[Start of section]

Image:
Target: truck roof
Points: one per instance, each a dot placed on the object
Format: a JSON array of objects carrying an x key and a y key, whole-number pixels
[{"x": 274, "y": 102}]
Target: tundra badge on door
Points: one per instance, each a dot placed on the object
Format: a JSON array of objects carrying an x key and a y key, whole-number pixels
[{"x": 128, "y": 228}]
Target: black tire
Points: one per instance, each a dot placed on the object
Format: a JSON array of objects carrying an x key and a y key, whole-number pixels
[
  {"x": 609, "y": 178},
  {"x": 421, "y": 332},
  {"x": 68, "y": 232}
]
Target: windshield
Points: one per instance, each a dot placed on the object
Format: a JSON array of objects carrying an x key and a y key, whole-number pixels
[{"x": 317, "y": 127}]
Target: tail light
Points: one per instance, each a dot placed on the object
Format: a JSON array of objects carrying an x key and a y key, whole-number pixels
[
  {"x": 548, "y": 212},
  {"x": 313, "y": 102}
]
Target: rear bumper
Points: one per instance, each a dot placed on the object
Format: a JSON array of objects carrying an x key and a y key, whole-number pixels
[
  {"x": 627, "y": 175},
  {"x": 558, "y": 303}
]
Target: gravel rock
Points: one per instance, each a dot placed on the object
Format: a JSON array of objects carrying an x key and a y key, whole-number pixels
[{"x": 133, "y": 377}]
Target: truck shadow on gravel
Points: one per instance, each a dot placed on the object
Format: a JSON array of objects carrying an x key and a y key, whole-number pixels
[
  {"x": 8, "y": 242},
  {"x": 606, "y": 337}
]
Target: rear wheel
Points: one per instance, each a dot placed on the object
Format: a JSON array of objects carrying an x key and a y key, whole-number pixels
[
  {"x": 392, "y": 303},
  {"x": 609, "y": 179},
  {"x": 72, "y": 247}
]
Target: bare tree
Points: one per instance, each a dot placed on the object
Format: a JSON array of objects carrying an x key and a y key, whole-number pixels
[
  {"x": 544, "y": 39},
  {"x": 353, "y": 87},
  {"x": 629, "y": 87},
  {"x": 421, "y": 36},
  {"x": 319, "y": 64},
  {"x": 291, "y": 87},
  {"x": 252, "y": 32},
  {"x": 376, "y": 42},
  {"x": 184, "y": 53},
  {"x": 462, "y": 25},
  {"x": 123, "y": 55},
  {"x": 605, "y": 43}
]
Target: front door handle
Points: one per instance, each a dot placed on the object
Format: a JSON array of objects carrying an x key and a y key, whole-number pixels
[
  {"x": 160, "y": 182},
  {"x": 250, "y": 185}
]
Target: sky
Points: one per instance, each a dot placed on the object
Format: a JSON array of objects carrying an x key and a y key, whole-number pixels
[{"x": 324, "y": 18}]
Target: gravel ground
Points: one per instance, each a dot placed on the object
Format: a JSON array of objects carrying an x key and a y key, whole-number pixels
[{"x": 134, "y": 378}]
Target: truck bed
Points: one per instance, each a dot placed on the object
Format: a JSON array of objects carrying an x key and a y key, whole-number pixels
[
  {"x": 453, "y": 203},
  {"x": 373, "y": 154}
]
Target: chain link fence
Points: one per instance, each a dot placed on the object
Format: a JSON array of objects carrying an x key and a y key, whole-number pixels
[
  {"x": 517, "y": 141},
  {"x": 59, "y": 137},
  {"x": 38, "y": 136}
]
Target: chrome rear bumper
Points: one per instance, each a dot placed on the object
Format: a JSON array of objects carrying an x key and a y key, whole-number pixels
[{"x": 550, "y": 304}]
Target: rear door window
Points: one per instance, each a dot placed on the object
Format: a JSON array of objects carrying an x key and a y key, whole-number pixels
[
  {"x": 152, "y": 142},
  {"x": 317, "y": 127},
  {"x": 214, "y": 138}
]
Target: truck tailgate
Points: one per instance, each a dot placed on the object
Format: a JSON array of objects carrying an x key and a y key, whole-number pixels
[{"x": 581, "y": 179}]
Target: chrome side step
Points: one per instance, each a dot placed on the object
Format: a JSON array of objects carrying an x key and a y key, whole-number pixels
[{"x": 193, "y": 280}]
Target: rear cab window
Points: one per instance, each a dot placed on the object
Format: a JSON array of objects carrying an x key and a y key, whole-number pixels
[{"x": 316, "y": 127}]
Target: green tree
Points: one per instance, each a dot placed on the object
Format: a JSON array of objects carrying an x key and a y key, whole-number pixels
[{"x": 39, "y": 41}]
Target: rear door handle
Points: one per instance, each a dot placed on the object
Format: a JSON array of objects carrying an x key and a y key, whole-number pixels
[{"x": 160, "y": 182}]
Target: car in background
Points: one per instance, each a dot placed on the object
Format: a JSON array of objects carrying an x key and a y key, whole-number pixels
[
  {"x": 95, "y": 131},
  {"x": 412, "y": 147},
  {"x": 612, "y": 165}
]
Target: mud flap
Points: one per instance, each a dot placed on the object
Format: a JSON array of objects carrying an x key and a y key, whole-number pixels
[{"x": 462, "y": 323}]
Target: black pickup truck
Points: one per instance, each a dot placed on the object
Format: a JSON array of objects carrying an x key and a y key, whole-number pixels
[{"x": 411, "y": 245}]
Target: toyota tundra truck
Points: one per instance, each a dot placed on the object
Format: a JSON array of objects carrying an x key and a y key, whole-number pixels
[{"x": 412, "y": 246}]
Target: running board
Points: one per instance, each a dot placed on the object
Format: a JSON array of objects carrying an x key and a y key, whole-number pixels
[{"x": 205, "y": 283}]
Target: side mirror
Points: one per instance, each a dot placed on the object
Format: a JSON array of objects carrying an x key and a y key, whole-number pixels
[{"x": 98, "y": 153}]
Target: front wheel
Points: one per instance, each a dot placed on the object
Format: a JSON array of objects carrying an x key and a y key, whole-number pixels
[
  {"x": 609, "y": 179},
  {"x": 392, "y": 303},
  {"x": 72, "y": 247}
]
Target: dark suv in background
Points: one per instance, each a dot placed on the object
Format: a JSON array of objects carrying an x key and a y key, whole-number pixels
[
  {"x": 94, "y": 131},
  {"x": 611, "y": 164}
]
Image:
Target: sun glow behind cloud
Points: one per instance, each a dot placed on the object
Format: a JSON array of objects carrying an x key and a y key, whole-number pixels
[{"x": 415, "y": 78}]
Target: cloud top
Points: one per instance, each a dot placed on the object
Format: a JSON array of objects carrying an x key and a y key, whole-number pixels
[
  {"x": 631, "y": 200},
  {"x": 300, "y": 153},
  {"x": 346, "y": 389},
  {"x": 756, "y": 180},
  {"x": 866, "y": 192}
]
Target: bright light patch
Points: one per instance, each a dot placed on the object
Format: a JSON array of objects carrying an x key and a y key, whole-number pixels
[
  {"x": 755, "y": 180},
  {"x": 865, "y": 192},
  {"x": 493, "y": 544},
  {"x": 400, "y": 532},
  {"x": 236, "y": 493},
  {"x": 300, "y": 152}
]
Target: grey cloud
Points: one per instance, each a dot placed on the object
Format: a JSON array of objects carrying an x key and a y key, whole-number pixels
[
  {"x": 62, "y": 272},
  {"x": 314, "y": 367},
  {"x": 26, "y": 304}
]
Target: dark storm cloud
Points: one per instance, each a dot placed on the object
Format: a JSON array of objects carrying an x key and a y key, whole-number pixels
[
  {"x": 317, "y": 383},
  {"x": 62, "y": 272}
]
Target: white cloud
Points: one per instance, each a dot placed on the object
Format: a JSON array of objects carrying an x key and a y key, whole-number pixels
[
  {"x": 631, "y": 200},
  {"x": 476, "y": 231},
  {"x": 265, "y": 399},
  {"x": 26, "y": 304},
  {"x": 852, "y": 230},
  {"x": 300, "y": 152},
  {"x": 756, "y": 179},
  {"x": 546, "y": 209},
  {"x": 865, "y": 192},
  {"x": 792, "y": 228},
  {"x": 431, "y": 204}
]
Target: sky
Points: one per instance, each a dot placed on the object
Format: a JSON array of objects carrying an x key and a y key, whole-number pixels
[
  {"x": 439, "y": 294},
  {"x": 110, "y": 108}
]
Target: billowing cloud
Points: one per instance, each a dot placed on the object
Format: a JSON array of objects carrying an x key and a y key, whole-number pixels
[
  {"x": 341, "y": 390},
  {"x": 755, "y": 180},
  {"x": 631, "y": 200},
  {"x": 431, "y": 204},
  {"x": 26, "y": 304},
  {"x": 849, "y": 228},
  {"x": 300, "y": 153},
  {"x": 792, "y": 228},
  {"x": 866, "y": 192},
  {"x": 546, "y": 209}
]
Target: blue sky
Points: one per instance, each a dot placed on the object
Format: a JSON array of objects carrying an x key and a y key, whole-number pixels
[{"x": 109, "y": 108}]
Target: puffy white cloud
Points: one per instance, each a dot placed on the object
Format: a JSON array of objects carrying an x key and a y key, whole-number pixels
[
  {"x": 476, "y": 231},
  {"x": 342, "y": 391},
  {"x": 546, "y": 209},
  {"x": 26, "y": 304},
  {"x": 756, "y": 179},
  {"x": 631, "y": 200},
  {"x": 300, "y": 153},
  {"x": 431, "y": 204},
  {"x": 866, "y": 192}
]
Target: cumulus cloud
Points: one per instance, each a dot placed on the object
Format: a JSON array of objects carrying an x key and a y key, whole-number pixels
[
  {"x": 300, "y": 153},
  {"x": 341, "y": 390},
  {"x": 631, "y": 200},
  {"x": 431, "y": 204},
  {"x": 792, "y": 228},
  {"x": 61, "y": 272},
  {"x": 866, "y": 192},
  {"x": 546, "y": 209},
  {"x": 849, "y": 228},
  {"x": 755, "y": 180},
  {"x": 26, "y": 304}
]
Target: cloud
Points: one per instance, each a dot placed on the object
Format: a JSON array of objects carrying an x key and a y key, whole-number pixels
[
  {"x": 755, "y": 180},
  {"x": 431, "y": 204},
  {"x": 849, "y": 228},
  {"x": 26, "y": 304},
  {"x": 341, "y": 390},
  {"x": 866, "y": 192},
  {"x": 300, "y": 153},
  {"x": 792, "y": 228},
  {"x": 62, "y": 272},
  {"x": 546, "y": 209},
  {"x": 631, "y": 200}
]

[End of section]

▶ _REQUIRED WORK_
In the data above, which lines lie between the line with "Target: bright light patch" and the line with "Target: blue sky", inclusive? Print those lines exactly and nothing else.

▶ _EXERCISE OUTPUT_
Target: bright light patch
Points: one per instance, each a dot placed on the object
Format: a JSON array of objects carrying an x key and a y key, whole-number pixels
[
  {"x": 755, "y": 180},
  {"x": 865, "y": 192},
  {"x": 493, "y": 544},
  {"x": 400, "y": 532},
  {"x": 236, "y": 493},
  {"x": 300, "y": 152}
]
Target: grey cloud
Points: one per instance, each a dot placed on the object
Format: a JSON array of objects carrying an x key and a y key, whole-number pixels
[
  {"x": 62, "y": 272},
  {"x": 314, "y": 367},
  {"x": 26, "y": 304}
]
Target: dark storm cloud
Points: one per instance, each a dot placed on the object
Format: a JSON array of objects carrying an x key and a y key, whole-number pixels
[
  {"x": 317, "y": 383},
  {"x": 62, "y": 272}
]
Target: white cloud
Points: one per instance, each a dot placed on the object
Format: a JSON array of objects carrying an x key and a y key, whole-number pixels
[
  {"x": 631, "y": 200},
  {"x": 476, "y": 231},
  {"x": 265, "y": 399},
  {"x": 26, "y": 304},
  {"x": 852, "y": 230},
  {"x": 300, "y": 152},
  {"x": 756, "y": 179},
  {"x": 546, "y": 209},
  {"x": 865, "y": 192},
  {"x": 792, "y": 228},
  {"x": 431, "y": 204}
]
Target: sky
Points: one per instance, each a dot placed on the object
Format: a JSON array of objects carrying an x key and a y key, whole-number pixels
[
  {"x": 439, "y": 294},
  {"x": 110, "y": 108}
]
Target: billowing cloud
Points: one per instance, each a dot placed on the object
Format: a JSON array of objects carrying an x key and a y key, whole-number pixels
[
  {"x": 341, "y": 390},
  {"x": 755, "y": 180},
  {"x": 631, "y": 200},
  {"x": 431, "y": 204},
  {"x": 26, "y": 304},
  {"x": 849, "y": 228},
  {"x": 300, "y": 153},
  {"x": 792, "y": 228},
  {"x": 866, "y": 192},
  {"x": 546, "y": 209}
]
Target: blue sky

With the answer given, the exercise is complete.